Young people are experiencing elevated rates of anxiety, depression, and suicide, with an accompanying increase in emergency department (ED) visits for those having behavioral health crises. To address this, communities are working creatively to find solutions, including expanding behavioral health mobile crisis teams, to help stabilize youth before they reach crises.
Hospitals have become overwhelmed with youth “boarding” in EDs — that is, young people staying in EDs while waiting for inpatient beds. A recent study found that pediatric mental health ED visits increased by 43 percent from 2015 to 2020, or 8 percent per year — whereas all other pediatric ED visits increased by only 1.5 percent annually. Thirteen percent of pediatric patients had a mental health emergency room revisit within six months.
Before reaching the point where a young person needs to go to an emergency room, families deal with incredibly difficult situations at home, including managing young people who become emotionally dysregulated and express themselves with physical and verbal aggression. For these families, the toll isn’t just mental anguish but also the financial stress of holes in walls and broken furniture and very few options for support. No parent wants to end up in the ED. For many, particularly for parents with children with autism spectrum disorders, emergency rooms can be overstimulating and do more harm than good.

## AVAILABLE DATA
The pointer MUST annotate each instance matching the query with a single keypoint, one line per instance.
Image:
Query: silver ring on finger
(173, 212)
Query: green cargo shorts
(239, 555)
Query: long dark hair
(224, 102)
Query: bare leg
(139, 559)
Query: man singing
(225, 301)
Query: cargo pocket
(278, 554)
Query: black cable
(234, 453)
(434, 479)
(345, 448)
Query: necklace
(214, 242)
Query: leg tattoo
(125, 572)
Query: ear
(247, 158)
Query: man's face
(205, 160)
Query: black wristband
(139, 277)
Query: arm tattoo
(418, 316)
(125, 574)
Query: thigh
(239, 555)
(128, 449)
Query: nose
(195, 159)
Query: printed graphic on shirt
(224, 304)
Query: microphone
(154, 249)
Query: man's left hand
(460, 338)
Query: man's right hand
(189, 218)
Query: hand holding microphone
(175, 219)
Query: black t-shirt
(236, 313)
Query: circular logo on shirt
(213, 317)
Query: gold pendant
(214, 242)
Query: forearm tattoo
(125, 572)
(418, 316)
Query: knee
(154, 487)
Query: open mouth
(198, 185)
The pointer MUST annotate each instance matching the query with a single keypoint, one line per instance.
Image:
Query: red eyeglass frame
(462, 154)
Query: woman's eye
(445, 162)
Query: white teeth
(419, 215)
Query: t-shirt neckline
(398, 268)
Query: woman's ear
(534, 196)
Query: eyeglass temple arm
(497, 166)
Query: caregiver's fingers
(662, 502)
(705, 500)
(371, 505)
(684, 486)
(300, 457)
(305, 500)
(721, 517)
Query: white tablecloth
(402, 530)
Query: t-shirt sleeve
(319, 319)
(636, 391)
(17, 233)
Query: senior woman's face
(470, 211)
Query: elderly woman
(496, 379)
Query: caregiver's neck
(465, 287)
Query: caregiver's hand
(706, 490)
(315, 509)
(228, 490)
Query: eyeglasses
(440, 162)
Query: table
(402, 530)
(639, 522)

## PROBLEM A
According to the youth mental health text, by what percentage did pediatric mental health ED visits rise from 2015 to 2020?
## PROBLEM B
List every percentage figure that appears in the youth mental health text.
## PROBLEM C
Please carry on the youth mental health text from the point where it stops.
The material has nothing to do with the youth mental health text.

## RESULT A
They rose by 43 percent, or 8 percent per year.

## RESULT B
43 percent, 8 percent, 1.5 percent, and thirteen percent.

## RESULT C
States are addressing the growing need for robust youth mental health services in various ways:
- California is investing more than $4 billion to revamp its approach to youth mental health, ensuring that services are community-based, equitable, and inclusive of many different types of providers (e.g., schools, juvenile justice, and foster care).
- Ohio has implemented a new Medicaid waiver that coordinates and integrates intensive home- and community-based services (HCBS) for youth with complex behavioral health needs; OhioRise offers a range of services through Medicaid managed care, including respite (i.e., short-term, temporary relief during the day or overnight for caregivers and/or behavioral health support in the community for a young person), mobile response and stabilization, and intensive care coordination. Services are designed to work across youth service systems (e.g., child welfare, juvenile justice, and public schools) to help stabilize youth and support families.
- Oklahoma has a statewide system of care for young people that engages an array of stakeholders, including families, schools, child welfare, and behavioral health staff. Oklahoma has developed a data platform that can flag trends, allowing staff to respond in real time with support for local communities when there is an uptick in youth behavioral health crises. For instance, using its crisis data dashboard, Oklahoma was able to see an uptick in suicide attempts in a particular community and respond in real time with supports to a local school district.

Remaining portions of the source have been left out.